-- ENTRIES PROVIDED --

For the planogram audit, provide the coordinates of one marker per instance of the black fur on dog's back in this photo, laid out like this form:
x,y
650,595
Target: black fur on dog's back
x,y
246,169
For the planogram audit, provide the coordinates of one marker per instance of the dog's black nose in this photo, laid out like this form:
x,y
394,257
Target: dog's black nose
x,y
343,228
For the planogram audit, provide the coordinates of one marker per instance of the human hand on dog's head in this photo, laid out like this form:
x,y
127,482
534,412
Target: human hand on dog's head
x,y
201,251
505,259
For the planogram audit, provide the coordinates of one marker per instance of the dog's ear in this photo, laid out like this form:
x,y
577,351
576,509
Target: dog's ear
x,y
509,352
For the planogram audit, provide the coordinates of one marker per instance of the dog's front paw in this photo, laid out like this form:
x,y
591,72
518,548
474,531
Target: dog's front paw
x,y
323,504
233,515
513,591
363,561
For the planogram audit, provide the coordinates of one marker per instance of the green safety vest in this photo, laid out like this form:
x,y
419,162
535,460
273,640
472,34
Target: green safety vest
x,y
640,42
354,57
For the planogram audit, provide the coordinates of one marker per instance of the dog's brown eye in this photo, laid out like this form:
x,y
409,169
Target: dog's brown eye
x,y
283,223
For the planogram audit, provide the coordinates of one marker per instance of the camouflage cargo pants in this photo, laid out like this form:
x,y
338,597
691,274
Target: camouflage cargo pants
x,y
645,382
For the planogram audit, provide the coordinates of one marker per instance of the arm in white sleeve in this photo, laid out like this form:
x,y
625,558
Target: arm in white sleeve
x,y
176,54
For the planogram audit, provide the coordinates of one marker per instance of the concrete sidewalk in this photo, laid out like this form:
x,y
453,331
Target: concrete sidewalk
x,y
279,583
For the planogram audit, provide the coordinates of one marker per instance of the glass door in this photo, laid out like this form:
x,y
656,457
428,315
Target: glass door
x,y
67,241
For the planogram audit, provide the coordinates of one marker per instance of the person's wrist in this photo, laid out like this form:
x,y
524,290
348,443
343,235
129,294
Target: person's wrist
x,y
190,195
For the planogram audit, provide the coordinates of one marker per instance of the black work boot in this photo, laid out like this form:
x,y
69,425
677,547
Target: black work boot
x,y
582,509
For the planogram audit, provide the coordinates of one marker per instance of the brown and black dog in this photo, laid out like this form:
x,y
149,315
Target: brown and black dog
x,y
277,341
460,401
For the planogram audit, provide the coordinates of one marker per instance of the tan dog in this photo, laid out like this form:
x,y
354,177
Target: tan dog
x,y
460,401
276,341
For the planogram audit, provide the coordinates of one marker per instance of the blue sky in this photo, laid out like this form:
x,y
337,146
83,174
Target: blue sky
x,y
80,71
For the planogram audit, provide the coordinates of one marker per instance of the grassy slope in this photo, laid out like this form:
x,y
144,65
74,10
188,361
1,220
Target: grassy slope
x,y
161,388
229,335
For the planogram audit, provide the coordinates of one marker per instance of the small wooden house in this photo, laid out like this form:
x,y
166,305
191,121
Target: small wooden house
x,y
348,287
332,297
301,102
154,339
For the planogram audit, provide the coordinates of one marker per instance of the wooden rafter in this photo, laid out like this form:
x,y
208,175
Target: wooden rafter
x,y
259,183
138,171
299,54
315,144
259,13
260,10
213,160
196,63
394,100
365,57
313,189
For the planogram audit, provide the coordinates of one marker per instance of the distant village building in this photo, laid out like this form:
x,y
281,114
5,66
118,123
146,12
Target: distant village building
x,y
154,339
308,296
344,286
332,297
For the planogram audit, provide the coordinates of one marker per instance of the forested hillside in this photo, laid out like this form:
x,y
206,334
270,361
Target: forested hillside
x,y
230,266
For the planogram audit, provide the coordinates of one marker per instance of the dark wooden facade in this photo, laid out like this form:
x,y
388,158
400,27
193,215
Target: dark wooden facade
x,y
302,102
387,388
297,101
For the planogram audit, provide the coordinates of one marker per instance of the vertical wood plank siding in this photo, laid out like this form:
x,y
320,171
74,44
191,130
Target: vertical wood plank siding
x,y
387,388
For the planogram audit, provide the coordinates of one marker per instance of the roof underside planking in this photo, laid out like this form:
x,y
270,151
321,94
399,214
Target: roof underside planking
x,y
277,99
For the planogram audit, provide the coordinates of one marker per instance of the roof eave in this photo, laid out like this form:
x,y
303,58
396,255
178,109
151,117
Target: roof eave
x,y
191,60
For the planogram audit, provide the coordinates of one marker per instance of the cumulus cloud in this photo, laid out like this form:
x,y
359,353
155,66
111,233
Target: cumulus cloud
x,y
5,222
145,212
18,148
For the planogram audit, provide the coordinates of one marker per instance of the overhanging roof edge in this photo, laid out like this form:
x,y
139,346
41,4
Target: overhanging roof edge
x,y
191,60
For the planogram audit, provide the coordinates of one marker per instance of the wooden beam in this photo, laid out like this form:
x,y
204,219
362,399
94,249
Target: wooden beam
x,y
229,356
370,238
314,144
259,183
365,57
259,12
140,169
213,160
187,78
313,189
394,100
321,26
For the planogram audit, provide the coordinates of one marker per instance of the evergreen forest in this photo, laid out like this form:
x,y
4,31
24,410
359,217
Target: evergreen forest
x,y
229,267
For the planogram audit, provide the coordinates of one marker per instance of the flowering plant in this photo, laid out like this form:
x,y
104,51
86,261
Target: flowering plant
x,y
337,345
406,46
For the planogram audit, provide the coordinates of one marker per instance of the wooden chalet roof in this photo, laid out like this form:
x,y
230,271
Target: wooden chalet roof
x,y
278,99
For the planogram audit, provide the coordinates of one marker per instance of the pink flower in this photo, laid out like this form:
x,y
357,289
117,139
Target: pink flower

-- BRIEF --
Every line above should be printed again exactly as it stands.

-- TASK RESPONSE --
For the planogram audit, provide the coordinates of one marker per instance of the black fur on dog's back in this photo, laid out like this form:
x,y
650,595
Target: black fur on dog's back
x,y
246,169
For the planogram audit, provide the coordinates of one marker per instance of the dog's black nose in this photo, laid out like this form:
x,y
394,257
Target: dog's black nose
x,y
343,228
For the planogram audit, provide the coordinates of one marker per instance of the human hand on dog's head in this photo, laid out like this form:
x,y
127,482
534,412
Target: human hand on dog's head
x,y
201,251
505,259
For the planogram audit, provide the coordinates of one marker per instance of the dog's ear in this photo, laid out like this form:
x,y
577,351
576,509
Target: dog's ear
x,y
509,352
For the planogram audit, provide the coordinates of one marker per instance of the dog's front paw in this photo, laid out like this form:
x,y
591,72
518,548
474,531
Target: dog's front paw
x,y
323,504
233,515
513,591
363,561
For the planogram audit, provide the coordinates of one marker per instance of the green safety vest in this photo, laid out like this form:
x,y
419,162
535,460
273,640
472,34
Target: green safety vest
x,y
640,42
354,57
For the planogram audit, provide the coordinates of one marker per instance of the dog's brown eye in this photo, laid out like this form:
x,y
409,169
Target: dog's brown eye
x,y
283,223
For the planogram audit, provide the coordinates of one marker per instance of the camouflage cargo pants in this photo, laid out like this form:
x,y
338,597
691,274
Target: camouflage cargo pants
x,y
645,382
For the planogram audit, provide the coordinates of one marker per instance of the arm in white sleeve in this photo, laid out like this form:
x,y
625,558
Target: arm in white sleeve
x,y
176,54
For the planogram audit, provide the coordinates of one marker per instance of the concrete sidewalk in this photo, laid out like this form:
x,y
453,331
Target: concrete sidewalk
x,y
279,583
For the planogram audit, provide the coordinates of one marker per instance of the glass door in this photo, laid out like this form:
x,y
656,457
428,315
Target: glass door
x,y
67,241
For the planogram audit, provide the coordinates of one marker per instance of the person's wrist in this photo, laid out like this form:
x,y
524,290
348,443
343,235
129,294
Target: person's wrist
x,y
190,195
For the planogram audit, provide the coordinates of one marker per instance of the black work boot in this photo, laid out like this form:
x,y
69,425
677,547
Target: black work boot
x,y
582,509
For the planogram audit, provide the coordinates of one marker per instance of the brown and black dog in this photo, laid out like this form:
x,y
149,315
Target: brown and black dog
x,y
277,341
460,401
For the planogram audit, provide the coordinates of one marker per instance of the tan dog in this photo, laid out like this form:
x,y
354,177
Target: tan dog
x,y
460,401
276,341
For the planogram audit, provide the coordinates of one marker per instance of the blue sky in this photo, laid out like this form:
x,y
337,146
83,174
Target: blue sky
x,y
80,71
For the planogram audit, provide the coordinates of one marker per instance of the grassy slope in this photo, laid out like this form:
x,y
144,65
74,10
188,361
1,220
Target: grassy slope
x,y
161,388
229,335
For the planogram audit, provide the coordinates of one marker per instance of the small wooden house in this photo, laid out like this form:
x,y
166,305
191,121
Target: small wooden house
x,y
348,287
332,297
301,102
154,339
For the planogram audit, provide the coordinates of one marker per instance of the wooden rafter in this photo, laid out like this form:
x,y
208,175
Target: wooden rafter
x,y
259,183
138,171
299,54
315,144
259,13
260,10
213,160
196,63
394,100
365,57
313,189
For the planogram audit, provide the coordinates of one marker per instance of the distant village building in this photo, laid out like this form:
x,y
281,114
5,66
118,123
146,12
Target: distant village building
x,y
154,339
308,296
344,286
332,297
For the planogram audit, provide the coordinates of one marker per instance of the forested hillside in this photo, laid out like this form:
x,y
206,334
270,361
Target: forested hillside
x,y
230,266
For the planogram audit, provide the coordinates of one marker per instance of the dark wooden facade in this photo, laid out like this form:
x,y
388,158
400,27
193,215
Target: dark wooden facade
x,y
302,102
387,388
297,101
For the planogram audit, provide the coordinates of one marker per instance of the vertical wood plank siding in this photo, laid out like this form:
x,y
320,171
74,44
191,130
Target: vertical wood plank siding
x,y
387,388
For the planogram audit, provide the coordinates of one marker per instance of the roof underside planking in this photo, laid out like this form:
x,y
270,151
321,94
399,214
Target: roof underside planking
x,y
277,99
For the planogram audit, provide the coordinates of one marker per instance of the roof eave in this photo, laid out like this form:
x,y
303,58
396,255
178,109
151,117
Target: roof eave
x,y
191,60
For the planogram audit, provide the coordinates of one marker per instance of the cumulus cloud in this photo, laid out like this form:
x,y
359,353
155,66
111,233
Target: cumulus cloud
x,y
5,222
145,212
18,148
For the planogram audit, provide the coordinates of one marker per instance of the overhanging roof edge in this photo, laid out like this form:
x,y
139,346
41,4
Target: overhanging roof edge
x,y
191,60
For the planogram audit, provide the coordinates of one marker per instance of the wooden beam in this photo, laid out like this form:
x,y
204,219
362,399
94,249
Target: wooden beam
x,y
229,356
370,238
314,144
259,183
365,57
259,12
140,169
213,160
187,78
313,189
394,100
321,26
For the planogram audit, provide the coordinates of one marker per instance of the evergreen forest in this photo, laid out like this form:
x,y
4,31
24,410
359,217
Target: evergreen forest
x,y
229,267
For the planogram audit, provide the coordinates of one marker per instance of the flowering plant in this photo, laid out like this form:
x,y
104,51
86,261
Target: flowering plant
x,y
337,345
406,46
For the planogram audit, provide the coordinates of one marker per instance of the wooden chalet roof in this photo, laid out like this form:
x,y
230,271
Target: wooden chalet roof
x,y
278,99
For the planogram audit, provide the coordinates of one marker per instance of the pink flower in this photo, laid out like this form:
x,y
357,289
117,139
Target: pink flower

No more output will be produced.